[To be done]
**1.** In the post about breakfast, what do most people reply, according to Marion Cunningham, when asked what they think of breakfast?
**2.** Duplicate the passage of the post about breakfast that begins at the words "Let’s back up" and stops after the words "make the cut.".

[Source text]
>>>>

Where to begin

Breakfast has remained pure amid all the food trends. The honest simplicity of breakfast is so captivating. The most delicious breakfasts usually derive from the humblest ingredients (money alone does not buy good food).
~ Marion Cunningham

I have some news. There is a wonderful recipe down below – yes, yes – actually, there are two! But there is also something else. It is a book. It might even be a book for you.

Let’s back up a minute. For the next six weeks, I’m going to start each week with a recipe  from one of my favorite and most-used kitchen books – and then, one lucky reader each week will win their very own, brand spanking new copy! I’m super excited. I think we’ve picked some great books – ones that inspire, ones that intrigue, ones that introduce new ideas and ones that instill confidence in old techniques. Ones that you can dream over, but ones that I hope you will also turn to time and again, to actually cook from.

I have been so excited about this selection process that I have actually had a hard time sleeping. Really! Insomnia has plagued me these past weeks as we debated which books to include, which most-loved volumes would make the cut.

I couldn’t decide where to begin – and then suddenly as I sat looking at my list, it was obvious. We should begin with breakfast, of course.  

Marion Cunningham’s Breakfast Book has all those things that make cookbooks stick with you: delicious recipes, good tips, funny lists, thoughtful quotes. Marion’s own introductory statement makes the best case for why a breakfast book is such a good idea. She writes simply, “I often ask people what they think of breakfast, and most reply instantly that it is their favorite meal.”

<<<<

Data extracted from a collection

>>>>

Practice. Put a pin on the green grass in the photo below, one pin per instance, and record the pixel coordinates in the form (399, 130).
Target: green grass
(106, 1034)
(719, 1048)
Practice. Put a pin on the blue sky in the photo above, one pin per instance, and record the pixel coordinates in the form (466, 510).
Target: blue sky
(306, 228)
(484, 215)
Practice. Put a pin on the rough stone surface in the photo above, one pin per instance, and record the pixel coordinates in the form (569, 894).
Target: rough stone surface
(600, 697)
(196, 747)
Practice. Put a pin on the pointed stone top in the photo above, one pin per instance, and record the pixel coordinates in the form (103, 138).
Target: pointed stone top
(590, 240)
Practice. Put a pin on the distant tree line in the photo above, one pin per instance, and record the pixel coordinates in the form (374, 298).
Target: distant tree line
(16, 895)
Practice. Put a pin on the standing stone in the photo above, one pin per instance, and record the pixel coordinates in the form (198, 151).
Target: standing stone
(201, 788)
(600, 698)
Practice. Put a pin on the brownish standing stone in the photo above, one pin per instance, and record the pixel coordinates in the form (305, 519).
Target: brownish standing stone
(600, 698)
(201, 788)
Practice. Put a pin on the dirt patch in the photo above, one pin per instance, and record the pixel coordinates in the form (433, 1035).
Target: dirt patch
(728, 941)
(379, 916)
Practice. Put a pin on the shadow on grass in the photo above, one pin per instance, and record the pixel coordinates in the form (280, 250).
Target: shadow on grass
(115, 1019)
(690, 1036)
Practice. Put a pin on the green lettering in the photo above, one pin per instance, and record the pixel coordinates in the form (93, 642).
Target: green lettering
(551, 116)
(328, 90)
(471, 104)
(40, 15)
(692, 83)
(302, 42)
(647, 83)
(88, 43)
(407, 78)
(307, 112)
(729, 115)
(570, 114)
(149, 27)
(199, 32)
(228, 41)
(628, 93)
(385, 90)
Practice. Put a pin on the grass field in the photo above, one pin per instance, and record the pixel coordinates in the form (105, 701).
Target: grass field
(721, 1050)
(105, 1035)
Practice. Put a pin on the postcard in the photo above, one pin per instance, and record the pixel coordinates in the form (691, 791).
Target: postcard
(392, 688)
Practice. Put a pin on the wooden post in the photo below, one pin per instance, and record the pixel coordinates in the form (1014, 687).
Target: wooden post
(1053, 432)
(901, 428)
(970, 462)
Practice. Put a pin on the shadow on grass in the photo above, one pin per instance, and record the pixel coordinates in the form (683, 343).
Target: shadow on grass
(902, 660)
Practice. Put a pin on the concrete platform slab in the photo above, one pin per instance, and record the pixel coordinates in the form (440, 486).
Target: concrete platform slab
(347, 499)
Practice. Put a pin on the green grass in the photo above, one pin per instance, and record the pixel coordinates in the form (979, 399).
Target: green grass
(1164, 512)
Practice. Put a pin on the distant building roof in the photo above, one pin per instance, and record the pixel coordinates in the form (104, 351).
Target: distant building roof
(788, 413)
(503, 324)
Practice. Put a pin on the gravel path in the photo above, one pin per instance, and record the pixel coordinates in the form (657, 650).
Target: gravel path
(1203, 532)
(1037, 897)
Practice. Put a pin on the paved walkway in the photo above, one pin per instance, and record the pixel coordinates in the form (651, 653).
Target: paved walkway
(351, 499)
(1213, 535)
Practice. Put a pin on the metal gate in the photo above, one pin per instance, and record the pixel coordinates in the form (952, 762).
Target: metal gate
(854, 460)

<<<<

[Answer list]
**1.** They reply instantly that it is their favorite meal.

**2.**
Let’s back up a minute. For the next six weeks, I’m going to start each week with a recipe  from one of my favorite and most-used kitchen books – and then, one lucky reader each week will win their very own, brand spanking new copy! I’m super excited. I think we’ve picked some great books – ones that inspire, ones that intrigue, ones that introduce new ideas and ones that instill confidence in old techniques. Ones that you can dream over, but ones that I hope you will also turn to time and again, to actually cook from.

I have been so excited about this selection process that I have actually had a hard time sleeping. Really! Insomnia has plagued me these past weeks as we debated which books to include, which most-loved volumes would make the cut.